* What you are asked to do:
From the line containing "[ ] a point sits on every instance of the wooden" to the last line of the records below, repeat every line exactly and add nothing else.

Records contained in a dataset
◆ ◆ ◆

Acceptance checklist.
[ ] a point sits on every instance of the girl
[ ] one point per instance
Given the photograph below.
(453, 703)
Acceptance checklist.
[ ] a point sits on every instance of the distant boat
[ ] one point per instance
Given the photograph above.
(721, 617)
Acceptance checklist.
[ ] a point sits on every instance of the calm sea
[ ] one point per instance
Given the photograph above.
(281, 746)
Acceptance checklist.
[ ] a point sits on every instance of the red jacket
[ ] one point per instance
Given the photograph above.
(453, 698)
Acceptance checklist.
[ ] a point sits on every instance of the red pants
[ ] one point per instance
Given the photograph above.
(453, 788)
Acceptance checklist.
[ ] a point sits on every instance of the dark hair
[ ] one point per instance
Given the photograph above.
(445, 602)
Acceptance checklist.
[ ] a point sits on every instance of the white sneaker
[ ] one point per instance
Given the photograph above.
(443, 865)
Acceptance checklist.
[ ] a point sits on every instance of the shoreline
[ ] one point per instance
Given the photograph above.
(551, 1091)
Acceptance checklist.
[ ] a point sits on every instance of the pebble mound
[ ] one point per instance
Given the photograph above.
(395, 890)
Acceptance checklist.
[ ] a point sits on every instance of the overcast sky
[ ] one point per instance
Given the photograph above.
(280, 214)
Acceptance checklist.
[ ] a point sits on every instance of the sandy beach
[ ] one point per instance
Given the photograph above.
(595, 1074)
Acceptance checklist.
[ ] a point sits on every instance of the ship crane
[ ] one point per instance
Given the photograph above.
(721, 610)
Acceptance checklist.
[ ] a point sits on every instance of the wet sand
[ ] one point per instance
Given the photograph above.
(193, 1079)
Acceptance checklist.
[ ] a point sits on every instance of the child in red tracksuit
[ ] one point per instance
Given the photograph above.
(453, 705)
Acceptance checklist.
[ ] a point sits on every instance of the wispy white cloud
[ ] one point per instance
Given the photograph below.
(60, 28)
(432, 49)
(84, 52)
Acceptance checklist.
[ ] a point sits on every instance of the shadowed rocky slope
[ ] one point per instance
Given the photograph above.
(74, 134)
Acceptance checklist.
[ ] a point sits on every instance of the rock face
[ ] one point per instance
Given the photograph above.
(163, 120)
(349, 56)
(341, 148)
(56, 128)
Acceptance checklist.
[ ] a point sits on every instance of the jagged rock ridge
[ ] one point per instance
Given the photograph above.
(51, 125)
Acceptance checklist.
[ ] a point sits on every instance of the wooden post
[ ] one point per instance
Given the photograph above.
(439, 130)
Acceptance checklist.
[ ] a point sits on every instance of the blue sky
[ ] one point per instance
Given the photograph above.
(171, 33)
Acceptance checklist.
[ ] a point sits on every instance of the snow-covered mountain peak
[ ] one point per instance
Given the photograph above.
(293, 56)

◆ ◆ ◆

* Expected output:
[ ] a point sits on every instance of the wooden post
[ ] one point per instance
Given the photograph above.
(439, 130)
Acceptance checklist.
[ ] a point sits on every instance of the blue sky
[ ] one point per instance
Given the photograph above.
(171, 33)
Acceptance checklist.
[ ] a point sits on every instance of the snow-covered mountain peak
[ ] one point per instance
Given the photograph above.
(293, 56)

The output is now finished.